本文 —

オープニング、ホアキン・フェニックス演じるセオドアの顔がスクリーンいっぱいに映る。「手紙」が特別なものとなった世界において「手紙の代筆」を職業としている彼は、50年連れ添った夫へ妻から送る文章を音声入力している。PC画面には彼らの写真が表示されているが、目の前に居ないどころか知りもしない誰かに向けた言葉を綴る時、人は、彼はどこを「見る」のだろうかと考え、その目の動きを見る。カメラがどんどん引くと、同僚達も同じように「書いて」いる。
私ならあんなふうに誰もかれもがぼそぼそ喋っている環境は落ち着かないけど、その世界では、公共の場でも多くの者が音声認識によってコンピュータを操作している(他の国ではどうだか知らないけど、日本ではまだ「追いついていない」光景)。世の中がそうなれば、私だって自分や他人が「目の前に誰もいないのに喋る」のに慣れるかもしれない。セオドアだって、世の中がそういうふうだからそうしているのだろう。

出題 1 — 本文では、セオドアはどんな職業に就いているとされているか。
出題 2 — 本文の「オープニング、ホアキン・フェ」から「だからそうしているのだろう。」までを、「だからそうしているのだろう。」も含めて書き直せ。その際、「同僚達」を「仲間達」に改めること。

記録データ —
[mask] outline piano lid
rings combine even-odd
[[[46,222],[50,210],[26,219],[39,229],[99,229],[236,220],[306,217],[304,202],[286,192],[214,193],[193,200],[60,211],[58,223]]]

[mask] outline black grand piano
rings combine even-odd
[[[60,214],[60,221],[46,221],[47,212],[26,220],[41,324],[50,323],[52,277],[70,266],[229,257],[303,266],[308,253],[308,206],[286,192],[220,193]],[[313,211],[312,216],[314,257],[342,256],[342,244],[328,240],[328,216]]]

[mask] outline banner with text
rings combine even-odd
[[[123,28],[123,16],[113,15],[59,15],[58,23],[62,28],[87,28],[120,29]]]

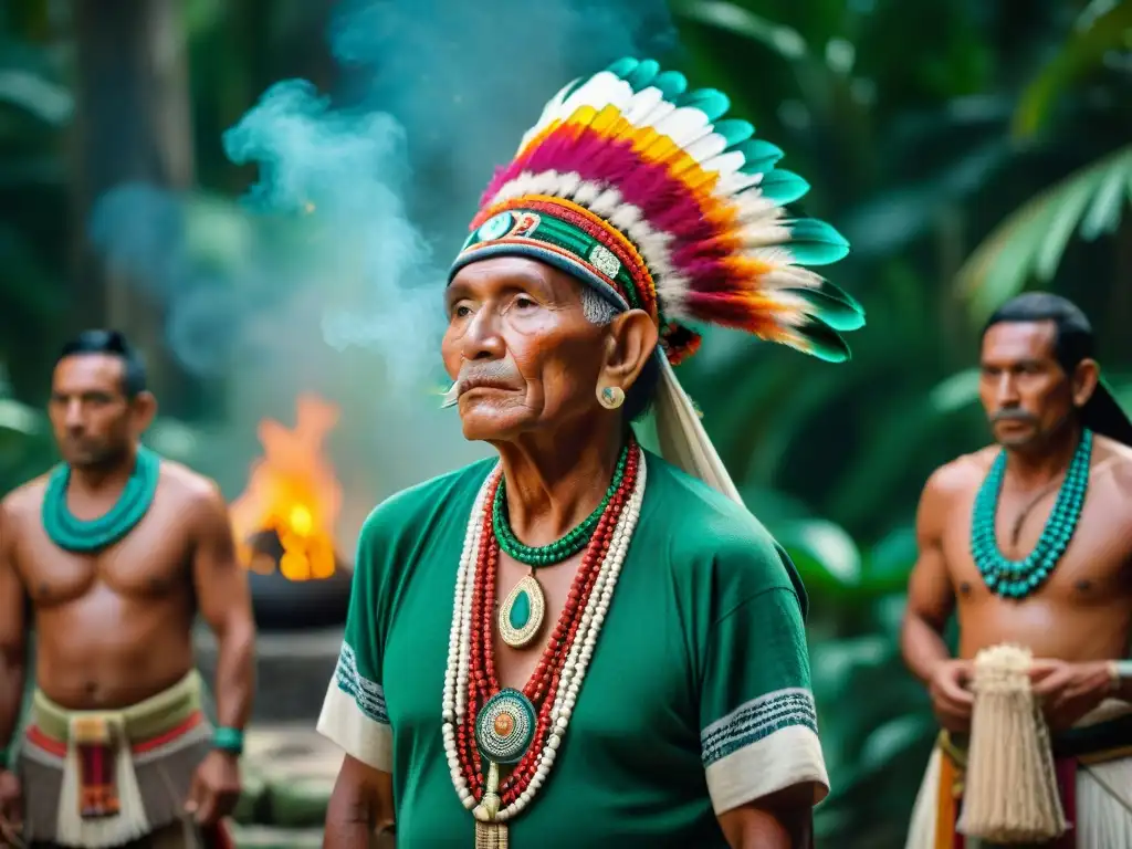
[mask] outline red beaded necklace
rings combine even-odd
[[[530,680],[528,680],[526,686],[523,687],[523,695],[530,700],[537,711],[534,738],[526,753],[515,765],[512,774],[499,788],[504,805],[513,803],[526,790],[538,770],[540,754],[550,731],[550,714],[555,696],[558,692],[563,667],[566,663],[571,646],[577,637],[582,617],[593,592],[598,574],[601,571],[602,561],[609,552],[614,529],[617,526],[621,512],[625,509],[625,505],[633,494],[640,456],[641,454],[635,449],[634,445],[634,449],[628,454],[621,484],[610,499],[609,506],[598,523],[593,539],[590,541],[582,557],[582,564],[578,567],[577,575],[574,577],[566,606],[558,617],[558,624],[550,635],[538,667]],[[501,473],[497,473],[495,481],[490,484],[488,504],[494,499],[500,479]],[[484,511],[480,539],[472,591],[472,627],[469,635],[471,651],[469,657],[468,703],[463,722],[460,722],[456,727],[456,753],[460,760],[460,767],[464,779],[468,781],[469,790],[471,790],[477,800],[483,796],[484,778],[480,753],[477,748],[472,729],[475,728],[475,720],[480,709],[491,695],[498,693],[500,689],[499,680],[496,677],[494,642],[496,567],[499,564],[499,542],[496,540],[492,531],[490,511]]]

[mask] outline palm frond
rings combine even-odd
[[[1105,55],[1123,49],[1132,32],[1132,3],[1094,0],[1078,16],[1065,43],[1030,80],[1019,97],[1012,121],[1017,138],[1027,138],[1049,120],[1057,98],[1074,82],[1104,63]]]
[[[1132,145],[1100,158],[1027,201],[1002,222],[955,275],[976,319],[1030,278],[1046,282],[1073,232],[1087,241],[1112,233],[1132,200]]]

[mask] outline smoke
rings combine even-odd
[[[224,134],[257,172],[239,203],[122,186],[89,235],[177,359],[225,378],[215,462],[246,468],[255,422],[316,392],[380,496],[483,453],[435,393],[445,269],[492,170],[569,79],[675,38],[663,0],[342,0],[328,37],[333,93],[281,82]]]

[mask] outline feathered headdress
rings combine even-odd
[[[698,346],[685,324],[695,321],[848,359],[840,332],[864,326],[864,312],[806,266],[834,263],[849,245],[829,224],[787,216],[809,186],[775,168],[782,152],[752,125],[724,119],[729,106],[653,60],[621,59],[571,83],[488,186],[452,275],[490,256],[541,259],[648,311],[670,365]],[[661,394],[658,430],[677,414],[688,431],[677,441],[704,443],[666,456],[685,455],[669,458],[738,498],[698,421],[683,421],[697,417],[670,367]]]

解答 1 — 手紙の代筆。

解答 2 —
オープニング、ホアキン・フェニックス演じるセオドアの顔がスクリーンいっぱいに映る。「手紙」が特別なものとなった世界において「手紙の代筆」を職業としている彼は、50年連れ添った夫へ妻から送る文章を音声入力している。PC画面には彼らの写真が表示されているが、目の前に居ないどころか知りもしない誰かに向けた言葉を綴る時、人は、彼はどこを「見る」のだろうかと考え、その目の動きを見る。カメラがどんどん引くと、仲間達も同じように「書いて」いる。
私ならあんなふうに誰もかれもがぼそぼそ喋っている環境は落ち着かないけど、その世界では、公共の場でも多くの者が音声認識によってコンピュータを操作している(他の国ではどうだか知らないけど、日本ではまだ「追いついていない」光景)。世の中がそうなれば、私だって自分や他人が「目の前に誰もいないのに喋る」のに慣れるかもしれない。セオドアだって、世の中がそういうふうだからそうしているのだろう。